At the end of July, St. Mary’s was honoured to be one of the only universities invited to send a delegation of participants to attend the much-anticipated papal visit. In a response to the Truth and Reconciliation Commission’s Calls to Action, Pope Francis journeyed to Alberta to offer an apology on behalf of the Catholic Church for their role in the Canadian residential school system. This followed an apology at the Vatican earlier this year, which led to our Holy Father being invited by First Nations, Métis and Inuit leaders to journey to Canada offer an apology on sacred land.

Thanks to a special invitation by the Diocese of Calgary extended to Michelle Scott, our Director of Indigenous Initiatives, StMU was able to form a delegation comprised mainly of Indigenous students, alumni and local Elders and Knowledge Keepers – with many members of our delegation being residential school survivors or the family member of a survivor. Also joining our delegation was President-elect Dr. Sinda Vanderpool, and Director of Campus Ministry, Jolene Smith.

Michelle Scott (left) pictured with delegation members on the road.

“The formation of this delegation offered a clear opportunity to invite urban Indigenous Elders and knowledge keepers who everyday share their wisdom and support with institutions from Calgary – but aren’t from this territory and might not have someone from their home community inviting them,” explains Michelle Scott.

This was a historical event for our delegation to attend, and in his apology on July 25th at the site of a former residential school in Maskwacis, Pope Francis acknowledged the extent of the pain caused by the long-term practice of breaking families apart and attempting to assimilate Indigenous children into Western ways of thinking via Canada’s residential school system. He affirmed the sobering reality that many wounds are still wide open.

Through his translator, Pope Francis addressed the crowd with an unequivocal and contrite apology on behalf of the Catholic Church – an apology that many believed would never come. He asked for forgiveness for the sins committed and stated that on behalf of the Church, he is “sorry for the ways in which, regrettably, many Christians supported the colonizing mentality of the powers that oppressed the Indigenous Peoples.”

For residential school survivors and their families, this was a long-awaited moment to hear such an undeniable apology on sacred land.

“The apology felt genuine in that moment and in that space, it felt authentic. It was a remarkable moment for the Elders in our delegation, who commented that they couldn’t believe in their lifetime they were hearing this apology,” says Michelle.

“They could remember being a child and being taken from their home and told they couldn’t speak their language or practice their culture. And now they are receiving an apology. An apology can only do so much, but at least now we can move forward in a way that isn’t denying the truth.”

Michelle, who is a part of the Mi’kmaq Nation and has roots from the Paul family in Newfoundland, found the formal apology at Maskwacis to be both “surreal” and “moving” and a testimony of the resiliency and strength of Indigenous communities.

“It was Indigenous people showing that this is our home territory, and this is what it means to be a good host and a good relative. It was really beautiful to experience, it showed such resilience and pride,” explains Michelle. “It showed that we are still here and that we are strong. The whole reason for this apology was the cultural genocide of our people, but we were able to show that we are still here and that our beautiful culture and knowledge is still alive and being passed down.”

Stated task a » Extract the stretch of the article on the papal apology from "Michelle Scott (left)" through "still wide open.", copying it word for word.

Records for processing »
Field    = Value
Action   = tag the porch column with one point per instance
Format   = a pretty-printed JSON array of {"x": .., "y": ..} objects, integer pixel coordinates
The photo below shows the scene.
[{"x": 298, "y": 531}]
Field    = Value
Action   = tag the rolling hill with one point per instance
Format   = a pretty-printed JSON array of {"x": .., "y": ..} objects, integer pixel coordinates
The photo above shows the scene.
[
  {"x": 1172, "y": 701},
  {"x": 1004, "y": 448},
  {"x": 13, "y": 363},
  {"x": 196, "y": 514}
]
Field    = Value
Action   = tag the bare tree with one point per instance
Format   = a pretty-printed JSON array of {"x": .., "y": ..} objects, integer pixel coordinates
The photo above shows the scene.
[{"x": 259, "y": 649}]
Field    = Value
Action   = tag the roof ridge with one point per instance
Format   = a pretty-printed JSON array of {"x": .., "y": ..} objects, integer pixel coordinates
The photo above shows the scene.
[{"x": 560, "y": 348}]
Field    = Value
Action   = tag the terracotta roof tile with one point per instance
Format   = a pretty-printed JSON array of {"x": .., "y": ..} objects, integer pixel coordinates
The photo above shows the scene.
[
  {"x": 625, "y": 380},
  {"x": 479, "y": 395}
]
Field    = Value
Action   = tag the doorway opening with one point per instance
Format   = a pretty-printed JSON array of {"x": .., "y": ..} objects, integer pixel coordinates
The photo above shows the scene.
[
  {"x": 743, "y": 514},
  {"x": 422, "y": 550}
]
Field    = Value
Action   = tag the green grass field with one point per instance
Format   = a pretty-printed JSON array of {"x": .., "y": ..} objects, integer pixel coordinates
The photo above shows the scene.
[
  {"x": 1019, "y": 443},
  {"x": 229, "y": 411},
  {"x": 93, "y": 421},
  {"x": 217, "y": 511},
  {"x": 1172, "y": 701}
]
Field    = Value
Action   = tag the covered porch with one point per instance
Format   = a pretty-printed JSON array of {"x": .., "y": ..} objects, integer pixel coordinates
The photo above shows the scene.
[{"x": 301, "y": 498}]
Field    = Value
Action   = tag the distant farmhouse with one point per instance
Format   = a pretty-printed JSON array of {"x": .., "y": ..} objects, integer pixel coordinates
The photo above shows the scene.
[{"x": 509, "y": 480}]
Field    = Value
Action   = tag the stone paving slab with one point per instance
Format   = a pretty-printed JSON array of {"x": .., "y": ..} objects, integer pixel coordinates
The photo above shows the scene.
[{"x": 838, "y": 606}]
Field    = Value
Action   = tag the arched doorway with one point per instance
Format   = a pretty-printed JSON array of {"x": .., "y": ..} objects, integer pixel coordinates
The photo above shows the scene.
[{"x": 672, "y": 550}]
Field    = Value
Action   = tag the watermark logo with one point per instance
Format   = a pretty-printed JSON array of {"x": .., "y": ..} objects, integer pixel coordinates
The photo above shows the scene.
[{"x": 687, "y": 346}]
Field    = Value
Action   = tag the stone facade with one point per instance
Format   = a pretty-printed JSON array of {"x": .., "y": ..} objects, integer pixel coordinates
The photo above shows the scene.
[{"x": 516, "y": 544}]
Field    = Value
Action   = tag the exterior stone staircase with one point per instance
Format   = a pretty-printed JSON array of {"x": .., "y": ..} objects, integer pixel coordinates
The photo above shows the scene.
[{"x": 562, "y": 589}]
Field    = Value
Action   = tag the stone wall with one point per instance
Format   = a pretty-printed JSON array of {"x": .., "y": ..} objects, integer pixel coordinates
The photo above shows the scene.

Stated task b » Gather every line in the entries that contains the string "porch", and treat uppercase and lowercase letters as different.

Task solution a »
Michelle Scott (left) pictured with delegation members on the road.

“The formation of this delegation offered a clear opportunity to invite urban Indigenous Elders and knowledge keepers who everyday share their wisdom and support with institutions from Calgary – but aren’t from this territory and might not have someone from their home community inviting them,” explains Michelle Scott.

This was a historical event for our delegation to attend, and in his apology on July 25th at the site of a former residential school in Maskwacis, Pope Francis acknowledged the extent of the pain caused by the long-term practice of breaking families apart and attempting to assimilate Indigenous children into Western ways of thinking via Canada’s residential school system. He affirmed the sobering reality that many wounds are still wide open.

Task solution b »
Action   = tag the porch column with one point per instance
Action   = tag the covered porch with one point per instance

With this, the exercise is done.